Work to complete => Give the records below as a JSON list of strings, with one string per line and blank lines left out.

Rows of object pointing data
★ ★ ★ ★

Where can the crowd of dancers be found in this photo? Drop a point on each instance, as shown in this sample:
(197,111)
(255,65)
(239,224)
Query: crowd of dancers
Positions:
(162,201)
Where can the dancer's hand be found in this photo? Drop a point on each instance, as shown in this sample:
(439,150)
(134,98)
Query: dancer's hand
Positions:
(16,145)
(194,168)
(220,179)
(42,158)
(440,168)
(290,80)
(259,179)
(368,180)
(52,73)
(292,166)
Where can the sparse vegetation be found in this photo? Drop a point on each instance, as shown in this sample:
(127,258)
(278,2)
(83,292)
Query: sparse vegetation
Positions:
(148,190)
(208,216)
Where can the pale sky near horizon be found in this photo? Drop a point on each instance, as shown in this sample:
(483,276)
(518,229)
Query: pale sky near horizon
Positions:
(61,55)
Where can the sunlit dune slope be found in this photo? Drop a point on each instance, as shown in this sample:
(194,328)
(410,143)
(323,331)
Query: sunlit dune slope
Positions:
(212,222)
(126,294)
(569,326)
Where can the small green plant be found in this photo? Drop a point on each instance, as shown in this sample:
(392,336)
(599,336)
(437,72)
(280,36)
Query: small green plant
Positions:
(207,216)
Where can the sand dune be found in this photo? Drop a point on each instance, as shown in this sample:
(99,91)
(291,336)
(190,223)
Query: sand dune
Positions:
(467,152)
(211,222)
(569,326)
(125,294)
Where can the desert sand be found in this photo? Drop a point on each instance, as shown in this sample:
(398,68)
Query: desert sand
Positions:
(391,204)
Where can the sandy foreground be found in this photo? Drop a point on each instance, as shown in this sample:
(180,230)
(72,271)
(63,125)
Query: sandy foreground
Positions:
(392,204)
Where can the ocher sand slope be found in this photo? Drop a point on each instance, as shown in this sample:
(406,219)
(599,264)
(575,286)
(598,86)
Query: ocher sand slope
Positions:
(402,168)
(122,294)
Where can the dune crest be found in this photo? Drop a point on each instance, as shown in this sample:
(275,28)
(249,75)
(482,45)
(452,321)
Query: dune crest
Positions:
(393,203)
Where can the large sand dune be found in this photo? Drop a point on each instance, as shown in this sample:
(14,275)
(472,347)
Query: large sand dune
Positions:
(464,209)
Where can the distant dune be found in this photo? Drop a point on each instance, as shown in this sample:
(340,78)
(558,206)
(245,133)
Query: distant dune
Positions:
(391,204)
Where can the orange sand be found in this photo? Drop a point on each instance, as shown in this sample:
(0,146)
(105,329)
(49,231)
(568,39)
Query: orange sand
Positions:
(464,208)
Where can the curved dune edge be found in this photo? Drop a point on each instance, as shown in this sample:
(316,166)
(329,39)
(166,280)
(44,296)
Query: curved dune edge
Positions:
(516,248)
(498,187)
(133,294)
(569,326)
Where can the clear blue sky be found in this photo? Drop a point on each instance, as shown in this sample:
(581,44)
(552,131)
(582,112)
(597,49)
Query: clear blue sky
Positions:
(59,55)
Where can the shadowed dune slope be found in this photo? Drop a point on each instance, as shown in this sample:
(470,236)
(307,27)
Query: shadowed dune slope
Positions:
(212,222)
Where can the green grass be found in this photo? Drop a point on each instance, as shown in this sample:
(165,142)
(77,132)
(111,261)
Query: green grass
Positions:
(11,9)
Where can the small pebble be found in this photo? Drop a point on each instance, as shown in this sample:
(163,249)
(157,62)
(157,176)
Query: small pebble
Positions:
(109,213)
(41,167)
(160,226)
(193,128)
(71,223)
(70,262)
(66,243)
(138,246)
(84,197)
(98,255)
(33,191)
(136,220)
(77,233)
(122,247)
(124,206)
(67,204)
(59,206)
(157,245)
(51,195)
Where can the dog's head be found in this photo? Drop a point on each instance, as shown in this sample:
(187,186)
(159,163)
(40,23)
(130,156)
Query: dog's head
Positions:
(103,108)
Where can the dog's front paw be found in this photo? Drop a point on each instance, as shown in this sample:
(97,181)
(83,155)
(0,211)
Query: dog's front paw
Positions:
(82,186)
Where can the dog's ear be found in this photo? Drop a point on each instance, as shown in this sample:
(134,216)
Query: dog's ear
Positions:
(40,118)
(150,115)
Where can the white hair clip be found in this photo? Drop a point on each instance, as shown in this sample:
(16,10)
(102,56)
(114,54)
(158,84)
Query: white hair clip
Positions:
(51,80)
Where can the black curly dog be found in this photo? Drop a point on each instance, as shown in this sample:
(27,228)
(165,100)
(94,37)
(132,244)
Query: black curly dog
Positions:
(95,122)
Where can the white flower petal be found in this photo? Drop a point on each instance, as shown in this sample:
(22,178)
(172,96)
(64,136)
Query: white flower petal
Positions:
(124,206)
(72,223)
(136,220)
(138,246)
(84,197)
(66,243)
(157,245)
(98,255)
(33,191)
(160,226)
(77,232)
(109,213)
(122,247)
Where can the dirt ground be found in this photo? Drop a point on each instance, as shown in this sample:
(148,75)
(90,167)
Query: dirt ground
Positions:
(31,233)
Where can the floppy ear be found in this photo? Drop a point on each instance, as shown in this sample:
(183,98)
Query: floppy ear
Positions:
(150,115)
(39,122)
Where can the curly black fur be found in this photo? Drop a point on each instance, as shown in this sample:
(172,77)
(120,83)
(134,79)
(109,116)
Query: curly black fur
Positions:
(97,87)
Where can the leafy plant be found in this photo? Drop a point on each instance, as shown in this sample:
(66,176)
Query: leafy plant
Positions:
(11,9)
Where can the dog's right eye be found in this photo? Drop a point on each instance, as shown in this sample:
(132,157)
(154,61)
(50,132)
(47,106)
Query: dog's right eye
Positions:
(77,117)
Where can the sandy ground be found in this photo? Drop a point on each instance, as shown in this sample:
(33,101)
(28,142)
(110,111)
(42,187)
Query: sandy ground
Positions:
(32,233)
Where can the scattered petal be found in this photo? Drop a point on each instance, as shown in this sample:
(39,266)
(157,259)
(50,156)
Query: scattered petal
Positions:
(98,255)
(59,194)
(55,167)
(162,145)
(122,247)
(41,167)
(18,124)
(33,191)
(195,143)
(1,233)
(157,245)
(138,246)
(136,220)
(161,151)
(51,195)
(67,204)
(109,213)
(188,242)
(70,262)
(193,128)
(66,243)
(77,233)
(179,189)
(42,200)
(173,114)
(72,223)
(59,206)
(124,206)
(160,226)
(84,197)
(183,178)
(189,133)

★ ★ ★ ★

Completed exercise =>
[
  "Where can the crowd of dancers be found in this photo? Drop a point on each instance, as shown in this sample:",
  "(197,111)",
  "(255,65)",
  "(239,224)",
  "Query: crowd of dancers",
  "Positions:",
  "(162,201)",
  "Where can the dancer's hand be found in this photo? Drop a point on each instance, as shown in this sample:",
  "(439,150)",
  "(134,98)",
  "Query: dancer's hand",
  "Positions:",
  "(16,145)",
  "(194,168)",
  "(220,179)",
  "(42,158)",
  "(440,168)",
  "(290,80)",
  "(259,179)",
  "(368,180)",
  "(52,73)",
  "(292,166)",
  "Where can the sparse vegetation be found in this photo? Drop a point on each instance, as shown in this sample:",
  "(127,258)",
  "(278,2)",
  "(83,292)",
  "Query: sparse vegetation",
  "Positions:",
  "(148,190)",
  "(208,216)",
  "Where can the pale sky near horizon be found in this photo? Drop a point on each instance, as shown in this sample:",
  "(483,276)",
  "(518,229)",
  "Query: pale sky near horizon",
  "Positions:",
  "(61,55)",
  "Where can the sunlit dune slope be found in this photo? Drop a point on each instance, as shown in this sample:",
  "(194,328)",
  "(410,143)",
  "(323,331)",
  "Query: sunlit dune slope",
  "Positions:",
  "(212,222)",
  "(126,294)",
  "(569,326)",
  "Where can the small green plant be found in this photo? Drop a point on each instance, as shown in this sample:",
  "(392,336)",
  "(599,336)",
  "(437,72)",
  "(280,36)",
  "Query: small green plant",
  "Positions:",
  "(207,216)",
  "Where can the sand dune be found in this photo? Drop a point on each instance, as shown in this sample:",
  "(99,91)",
  "(291,336)",
  "(190,223)",
  "Query: sand dune",
  "Positions:",
  "(467,152)",
  "(211,222)",
  "(569,326)",
  "(125,294)",
  "Where can the desert sand be found in this photo? Drop a point on each instance, as shown in this sample:",
  "(398,68)",
  "Query: desert sand",
  "Positions:",
  "(391,204)",
  "Where can the sandy foreground be found in this photo? Drop a point on each instance, as shown in this sample:",
  "(180,230)",
  "(72,271)",
  "(63,125)",
  "Query: sandy foreground",
  "Positions:",
  "(392,204)",
  "Where can the ocher sand slope be found in this photo? Drop a point on each instance, as shown in this sample:",
  "(406,219)",
  "(599,264)",
  "(575,286)",
  "(598,86)",
  "Query: ocher sand slope",
  "Positions:",
  "(402,168)",
  "(122,294)",
  "Where can the dune crest be found in this photo? Drop a point on each instance, as shown in this sample:",
  "(275,28)",
  "(249,75)",
  "(482,45)",
  "(452,321)",
  "Query: dune crest",
  "Positions:",
  "(393,203)",
  "Where can the large sand dune be found in this photo? Drop a point on each instance, as shown in this sample:",
  "(14,275)",
  "(472,347)",
  "Query: large sand dune",
  "Positions:",
  "(464,209)",
  "Where can the distant dune be found in this photo? Drop a point on each instance, as shown in this sample:",
  "(340,78)",
  "(558,206)",
  "(245,133)",
  "Query: distant dune",
  "Positions:",
  "(391,204)",
  "Where can the orange sand be found in this photo? Drop a point on each instance, as shown in this sample:",
  "(0,146)",
  "(105,329)",
  "(49,231)",
  "(568,39)",
  "Query: orange sand",
  "Positions:",
  "(464,208)",
  "Where can the curved dune edge be found in this photo? Drop a point on each instance, as shown in this sample:",
  "(316,166)",
  "(329,39)",
  "(166,280)",
  "(44,296)",
  "Query: curved dune edge",
  "Positions:",
  "(516,248)",
  "(498,187)",
  "(133,294)",
  "(569,326)",
  "Where can the clear blue sky be found in this photo? Drop a point on each instance, as shown in this sample:",
  "(581,44)",
  "(552,131)",
  "(582,112)",
  "(597,49)",
  "Query: clear blue sky",
  "Positions:",
  "(59,55)",
  "Where can the shadowed dune slope be found in this photo? Drop a point on each instance, as shown in this sample:",
  "(470,236)",
  "(307,27)",
  "Query: shadowed dune slope",
  "Positions:",
  "(212,222)",
  "Where can the green grass be found in this photo? Drop a point on each instance, as shown in this sample:",
  "(165,142)",
  "(77,132)",
  "(111,261)",
  "Query: green grass",
  "Positions:",
  "(11,9)",
  "Where can the small pebble be found in this photo? Drop a point on each instance, as shown in this sample:",
  "(163,249)",
  "(157,62)",
  "(157,176)",
  "Query: small pebble",
  "Positions:",
  "(109,213)",
  "(41,167)",
  "(160,226)",
  "(193,128)",
  "(71,223)",
  "(70,262)",
  "(66,243)",
  "(138,246)",
  "(84,197)",
  "(98,255)",
  "(33,191)",
  "(136,220)",
  "(77,233)",
  "(122,247)",
  "(124,206)",
  "(67,204)",
  "(59,206)",
  "(157,245)",
  "(51,195)",
  "Where can the dog's head be found in this photo? Drop a point on each instance, as shown in this sample:",
  "(187,186)",
  "(159,163)",
  "(40,23)",
  "(130,156)",
  "Query: dog's head",
  "Positions:",
  "(103,108)",
  "Where can the dog's front paw be found in this photo? Drop a point on each instance, as shown in this sample:",
  "(97,181)",
  "(83,155)",
  "(0,211)",
  "Query: dog's front paw",
  "Positions:",
  "(82,186)",
  "Where can the dog's ear be found in this photo? Drop a point on each instance, as shown in this sample:",
  "(134,216)",
  "Query: dog's ear",
  "Positions:",
  "(40,118)",
  "(150,115)",
  "Where can the white hair clip be found in this photo? Drop a point on each instance, as shown in this sample:",
  "(16,10)",
  "(102,56)",
  "(114,54)",
  "(158,84)",
  "Query: white hair clip",
  "Positions:",
  "(51,80)",
  "Where can the black curly dog be found in this photo? Drop a point on each instance, as shown in this sample:",
  "(27,228)",
  "(165,100)",
  "(94,37)",
  "(132,244)",
  "Query: black curly dog",
  "Positions:",
  "(95,122)",
  "Where can the white flower petal be found in this photo? Drop a point on each instance, as shown in this sample:",
  "(22,178)",
  "(172,96)",
  "(64,136)",
  "Query: white flower petal",
  "Positions:",
  "(124,206)",
  "(72,223)",
  "(136,220)",
  "(138,246)",
  "(84,197)",
  "(66,243)",
  "(157,245)",
  "(98,255)",
  "(33,191)",
  "(160,226)",
  "(77,232)",
  "(109,213)",
  "(122,247)",
  "Where can the dirt ground be found in this photo? Drop a point on each instance, as shown in this sample:",
  "(148,75)",
  "(90,167)",
  "Query: dirt ground",
  "Positions:",
  "(31,233)",
  "Where can the floppy ear be found in this photo? Drop a point on each instance, as shown in this sample:",
  "(183,98)",
  "Query: floppy ear",
  "Positions:",
  "(150,115)",
  "(39,122)",
  "Where can the curly black fur be found in this photo? Drop a point on each instance, as shown in this sample:",
  "(172,77)",
  "(120,83)",
  "(134,79)",
  "(109,116)",
  "Query: curly black fur",
  "Positions:",
  "(97,87)",
  "Where can the leafy plant be found in this photo? Drop a point on each instance, as shown in this sample:",
  "(66,176)",
  "Query: leafy plant",
  "Positions:",
  "(11,9)",
  "Where can the dog's right eye be found in this photo? Drop a point on each instance, as shown in this sample:",
  "(132,157)",
  "(154,61)",
  "(50,132)",
  "(47,106)",
  "Query: dog's right eye",
  "Positions:",
  "(77,117)",
  "Where can the sandy ground be found in this photo? Drop a point on each instance, as shown in this sample:",
  "(33,101)",
  "(28,142)",
  "(110,111)",
  "(42,187)",
  "Query: sandy ground",
  "Positions:",
  "(32,233)",
  "Where can the scattered petal be found in this photo? Drop a point on each instance, as shown in this sample:",
  "(39,266)",
  "(157,259)",
  "(50,156)",
  "Query: scattered petal",
  "Positions:",
  "(98,255)",
  "(59,194)",
  "(55,167)",
  "(162,145)",
  "(122,247)",
  "(41,167)",
  "(18,124)",
  "(33,191)",
  "(195,143)",
  "(1,233)",
  "(157,245)",
  "(138,246)",
  "(136,220)",
  "(161,151)",
  "(51,195)",
  "(67,204)",
  "(109,213)",
  "(188,242)",
  "(70,262)",
  "(193,128)",
  "(66,243)",
  "(77,233)",
  "(179,189)",
  "(42,200)",
  "(173,114)",
  "(72,223)",
  "(59,206)",
  "(124,206)",
  "(160,226)",
  "(84,197)",
  "(183,178)",
  "(189,133)"
]